ACTIVITY: Without skipping any entry, transcribe the data word for word.

SUPPLIED RECORDS: Begin

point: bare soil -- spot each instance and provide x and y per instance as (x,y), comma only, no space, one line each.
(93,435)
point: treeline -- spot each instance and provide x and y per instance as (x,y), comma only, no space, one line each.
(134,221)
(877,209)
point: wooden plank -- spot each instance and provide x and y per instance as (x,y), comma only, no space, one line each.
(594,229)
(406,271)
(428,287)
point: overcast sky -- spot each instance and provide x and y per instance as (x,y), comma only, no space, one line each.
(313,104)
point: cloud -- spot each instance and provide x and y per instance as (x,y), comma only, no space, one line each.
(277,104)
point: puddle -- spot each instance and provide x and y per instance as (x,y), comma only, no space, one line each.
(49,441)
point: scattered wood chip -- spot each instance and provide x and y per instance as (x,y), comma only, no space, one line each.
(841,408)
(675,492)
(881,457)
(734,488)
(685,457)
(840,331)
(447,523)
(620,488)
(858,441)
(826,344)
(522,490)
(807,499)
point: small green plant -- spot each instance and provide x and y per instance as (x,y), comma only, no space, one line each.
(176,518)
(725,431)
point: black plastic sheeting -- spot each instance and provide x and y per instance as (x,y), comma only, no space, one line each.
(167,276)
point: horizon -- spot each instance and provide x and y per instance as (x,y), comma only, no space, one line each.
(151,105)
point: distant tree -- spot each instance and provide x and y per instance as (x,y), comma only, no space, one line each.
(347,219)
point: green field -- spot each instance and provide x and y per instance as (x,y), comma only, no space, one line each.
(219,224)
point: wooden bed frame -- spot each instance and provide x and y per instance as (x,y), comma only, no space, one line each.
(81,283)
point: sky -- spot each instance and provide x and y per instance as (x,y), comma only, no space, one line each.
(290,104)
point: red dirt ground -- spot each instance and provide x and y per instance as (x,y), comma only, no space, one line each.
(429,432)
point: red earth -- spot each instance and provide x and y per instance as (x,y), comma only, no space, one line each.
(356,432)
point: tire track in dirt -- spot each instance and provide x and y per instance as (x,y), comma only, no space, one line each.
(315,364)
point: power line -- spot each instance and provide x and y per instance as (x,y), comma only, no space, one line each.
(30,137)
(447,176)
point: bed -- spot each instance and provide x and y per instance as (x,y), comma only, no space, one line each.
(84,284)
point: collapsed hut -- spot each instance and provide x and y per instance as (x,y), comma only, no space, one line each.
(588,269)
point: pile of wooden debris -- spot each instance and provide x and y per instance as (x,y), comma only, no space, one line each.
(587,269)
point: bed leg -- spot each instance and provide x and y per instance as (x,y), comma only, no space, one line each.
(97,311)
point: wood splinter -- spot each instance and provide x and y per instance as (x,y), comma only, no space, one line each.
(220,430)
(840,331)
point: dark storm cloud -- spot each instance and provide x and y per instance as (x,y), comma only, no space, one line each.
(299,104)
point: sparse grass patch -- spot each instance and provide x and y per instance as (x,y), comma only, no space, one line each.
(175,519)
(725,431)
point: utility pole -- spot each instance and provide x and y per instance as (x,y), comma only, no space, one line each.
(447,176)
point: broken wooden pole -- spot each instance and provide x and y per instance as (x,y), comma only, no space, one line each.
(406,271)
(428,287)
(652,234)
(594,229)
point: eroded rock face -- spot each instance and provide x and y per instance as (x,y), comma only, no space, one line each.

SUPPLIED RECORDS: End

YOUR SOLUTION:
point: bare soil -- spot each instance and provide x and y per instance as (x,y), comma only, no space, one line each.
(93,435)
point: treeline -- spot each instance and provide x and y per instance as (x,y), comma only, no space, one line each.
(134,221)
(877,209)
point: wooden plank -- spot each instance and provide x and y per instance as (x,y), comma only, no space, one line each.
(594,229)
(406,271)
(428,287)
point: overcast sky -- spot each instance and provide x and y per instance as (x,y), comma only, no space, one line each.
(313,104)
point: cloud -- spot each instance and provide x and y per instance as (x,y), comma only, no space, one line each.
(277,104)
point: puddle -- spot each instance and provide x and y per instance as (x,y), comma only, no space, one line each.
(49,441)
point: scattered wood chip -- spot each instance and provide x and y per instance as (x,y), comma only, no space, one line each.
(841,408)
(675,492)
(881,457)
(734,488)
(685,457)
(840,331)
(447,523)
(620,488)
(858,441)
(826,344)
(522,490)
(807,499)
point: small green plant -- spot each instance and provide x and y per instance as (x,y), comma only, no space, one line each.
(176,518)
(725,431)
point: black plastic sheeting -- spot each instance and provide x and y per instance as (x,y), comma only, no space, one line each.
(167,276)
point: horizon -- spot each instance and provide x and y per instance as (x,y), comma only, no space, one line each.
(151,105)
point: distant tree -- spot each instance and provide x and y per instance as (x,y), comma only, no space, one line each.
(347,219)
point: green field -- spot each instance and provide x and y per instance as (x,y), comma only, no space, one line each.
(219,224)
point: wooden bed frame -- spot each instance and provide x and y per instance as (x,y), comma only, no space, one line each.
(81,283)
point: sky -- spot each instance and provide x and y per instance as (x,y), comma only, no space, one line each.
(290,104)
point: red dirt ground -- spot each instance and provide x and y per instance as (x,y), comma only, no space, one line each.
(429,432)
point: red earth -- spot each instance and provide x and y per instance as (x,y), comma only, no space, one line each.
(356,432)
point: tire track in dirt -- spot each instance and provide x and y per instance as (x,y), comma only, no space, one line each.
(315,364)
point: power line -- spot each instance and provide x and y per instance as (x,y), comma only, no space, one line each.
(30,137)
(447,176)
point: bed -- spot each instance and provide x and y per instance as (x,y), comma only, no space, one line each.
(84,284)
point: collapsed hut -- spot each instance and provide x and y per instance as (x,y), comma only, no space, one line each.
(588,269)
point: pile of wooden debris -- spot each instance and provide x and y per instance as (x,y), comma only, no space, one line each.
(587,269)
point: bed leg -- spot each instance and provide x and y per instance as (x,y), comma only, no space, one line each.
(97,311)
point: wood splinter -- spot each instance and provide x and y per instance as (x,y), comma only, no space, one line each.
(220,430)
(840,331)
point: dark storm cloud -- spot each instance and provide x and y per instance as (x,y), comma only, no space, one line each.
(299,104)
point: sparse grass patch -- spot each instance and provide x and y per instance as (x,y), comma only, no space, one line each.
(175,519)
(725,431)
point: utility pole -- spot each instance and provide x and y per instance as (x,y), comma only, no space, one line each.
(447,176)
point: broken wooden pole -- spot each instance and provide x and y per instance as (x,y), comma only, no space, one line each.
(406,271)
(428,287)
(652,234)
(594,229)
point: eroded rock face -- spot each instance and provide x and y per instance as (x,y), comma only, no space, one line each.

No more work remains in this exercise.